### GOAL
Transcribe the listing word for word.

— Begin —

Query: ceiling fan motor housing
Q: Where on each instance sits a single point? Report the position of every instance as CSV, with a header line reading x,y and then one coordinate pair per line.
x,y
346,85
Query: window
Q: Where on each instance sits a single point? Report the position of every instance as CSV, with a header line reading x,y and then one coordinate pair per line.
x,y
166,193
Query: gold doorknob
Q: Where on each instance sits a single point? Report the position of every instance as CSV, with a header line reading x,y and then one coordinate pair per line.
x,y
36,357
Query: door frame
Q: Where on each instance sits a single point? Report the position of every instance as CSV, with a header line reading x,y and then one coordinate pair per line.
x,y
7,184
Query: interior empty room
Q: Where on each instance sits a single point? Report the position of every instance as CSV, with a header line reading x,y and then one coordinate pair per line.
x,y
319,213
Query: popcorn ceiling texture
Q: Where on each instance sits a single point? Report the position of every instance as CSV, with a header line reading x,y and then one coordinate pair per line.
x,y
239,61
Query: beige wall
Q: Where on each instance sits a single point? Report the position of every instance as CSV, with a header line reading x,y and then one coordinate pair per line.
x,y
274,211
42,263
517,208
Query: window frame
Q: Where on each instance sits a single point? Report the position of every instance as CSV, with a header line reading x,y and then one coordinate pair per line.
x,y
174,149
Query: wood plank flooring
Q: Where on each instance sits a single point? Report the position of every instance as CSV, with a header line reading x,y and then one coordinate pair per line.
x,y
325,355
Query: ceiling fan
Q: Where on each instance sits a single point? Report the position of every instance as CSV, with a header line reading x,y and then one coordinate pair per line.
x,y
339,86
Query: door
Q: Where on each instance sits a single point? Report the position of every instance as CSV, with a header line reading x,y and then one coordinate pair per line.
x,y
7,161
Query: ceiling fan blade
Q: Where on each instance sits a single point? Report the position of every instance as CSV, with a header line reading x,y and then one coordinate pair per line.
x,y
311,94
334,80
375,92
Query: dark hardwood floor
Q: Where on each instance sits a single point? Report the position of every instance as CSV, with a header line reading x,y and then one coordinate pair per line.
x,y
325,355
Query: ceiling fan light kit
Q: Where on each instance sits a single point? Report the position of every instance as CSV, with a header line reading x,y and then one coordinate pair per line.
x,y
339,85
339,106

— End —

### THE RESPONSE
Query: ceiling fan motor housing
Q: Where on each instance sits a single point? Report the position of every instance as CSV, with a header line reading x,y and then one coordinate pair per line.
x,y
346,85
Query: window
Q: Where on each instance sits a single point? Report the position of every instance as CSV, with a header line reading x,y and then one coordinate pair per line.
x,y
166,193
Query: gold doorknob
Q: Where on each instance sits a single point? Report the position of every instance as CSV, with a header line reading x,y and then one coordinate pair per line.
x,y
36,357
Query: door frame
Q: Where on each instance sits a single point? Report the position of every instance as CSV, with a header line reading x,y and then one coordinate pair per line.
x,y
7,184
Query: interior empty room
Q: Where on each instance sits a single point? Report the position of every instance as CSV, with a header line reading x,y and then one coordinate pair per line.
x,y
319,213
Query: popcorn ceiling texture
Q: Where on each instance sits a single point? Report the position of every instance as CSV, with a header line reading x,y and then one coordinate pair per line.
x,y
239,61
Query: beige wall
Q: Where on each instance sits a single point? Report the position of every instance as CSV, with a header line reading x,y and then one coordinate pair per line.
x,y
274,211
42,263
517,208
Query: window frame
Q: Where on each instance sits a single point? Report the position of every instance as CSV, with a header line reading x,y and then one coordinate pair per line.
x,y
174,149
Query: wood plank flooring
Q: Where on each instance sits a single point? Report the position of every instance as CSV, with a header line reading x,y and then one coordinate pair per line.
x,y
325,355
Query: ceiling fan
Q: Where on each instance sits a single point? Report the position of every instance as CSV, with a header line reading x,y and then one coordinate pair per line.
x,y
339,86
Query: door
Q: Where on each instance sits a single point? Report the position of every instance as CSV, with a header line reading x,y and then one coordinate pair per line.
x,y
7,161
Query: ceiling fan blade
Q: Where on each instance sits a single point? Report the position of every instance as CSV, with a header line reading x,y and then one coordinate pair per line.
x,y
311,94
334,80
375,92
Query: dark hardwood floor
Q: Where on each instance sits a single point? Report the position of every instance as CSV, with a header line reading x,y and then one coordinate pair per line.
x,y
325,355
Query: ceiling fan light kit
Q: Where on each instance sits a single point? Report the position of every instance as CSV, with a header line reading x,y and then one coordinate pair per line.
x,y
339,85
339,106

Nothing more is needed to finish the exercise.